Reading text.
Because all experiences are valuable.

Saturday, April 2, 2011

The Curious Case...

It is finally April. Am I the only one who thought March seemed to go on a very long time? And whatever happened to coming in like a lion and going out like a lamb? A 42 degree lamb, apparently. Oh well, if I can't find something better to write about than the weather, I should hang it up...

Last night, MJL and Reid and I watched The Curious Case of Benjamin Button. One of MJL's favorites, and Reid had seen it once and loved it, but I had not seen it. I'm thinking my impression begets a blog on The Curious Case of Sylace's reaction to Benjamin Button. I was very moved by the subtlety of the cinematography and the art direction. You know I can't watch a movie without analyzing the costuming, and I thought the design aesthetic was striking in its functional simplicity. Restraint was key, and yet historical accuracy was precise. In other words, there was nothing jarring that took me from the emotional and psychological elements of the character development. So why would I call this a curious reaction?

I had heard all good things about the movie from those I knew who saw it. I meant to go see it in the theater, but it just slipped by me. Reid told me I simply had to see it, but to be sure and take kleenex with me; it had even made him tear up.  Some other girlfriends told me it had them bawling at the end. Now, I had read some reviews that said it was too long and drawn out, and I had heard reports from male friends that they didn't enjoy it and just didn't get it...but those were mostly from sources I view as the general antithesis of my moviegoing opinion, so in effect, those were positive reviews as well!  (lol, Sylace logic)

I didn't cry. I didn't tear up. I did not perceive any sadness in the situation between Daisy and Benjamin. Watching her hold him, a small baby, as he died- and in full and final recognition of Daisy- I was possessed of an inspiring sense of rightness, of the obviousness of the truths of human experience. I said to MJL that I have thought before, often, of how I wished I could experience those I love as babies- to hold them for just a minute. In the calm of the infinite vulnerability of an infant, and the way they look at you with complete and utter trust- and I look back at them with unconditional love and protection. I had this experience twice with my boys. I know I will have it again some day with grandchildren. It is a future goal of mine to be a fabulous grandma. It is only fair...because I only got one, but she was worth her weight in gold. And my mother was so good for my boys as a grandma.

If you had asked me a year ago if I ever had a thought for being a grandparent, I would have said jokingly...only the fears of a mom of two teenage boys. But no, the thought would have been a distant future consideration. I have a lot to do on my path yet, but I know with all possible confidence that I am on the right one, because Benjamin Button evoked in me a sense of generativity.

Dataset content.
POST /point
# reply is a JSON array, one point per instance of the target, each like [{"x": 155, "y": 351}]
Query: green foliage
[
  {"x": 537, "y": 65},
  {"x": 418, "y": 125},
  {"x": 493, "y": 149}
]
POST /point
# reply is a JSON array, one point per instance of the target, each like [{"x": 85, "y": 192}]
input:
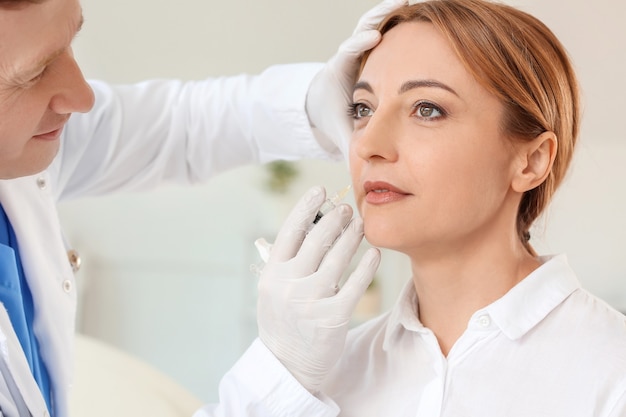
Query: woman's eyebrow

Stated problem. In the blog post about The Curious Case of Benjamin Button, what did Reid say to be sure to take along when watching the movie? Rely on the blog post alone.

Result of the task. Kleenex.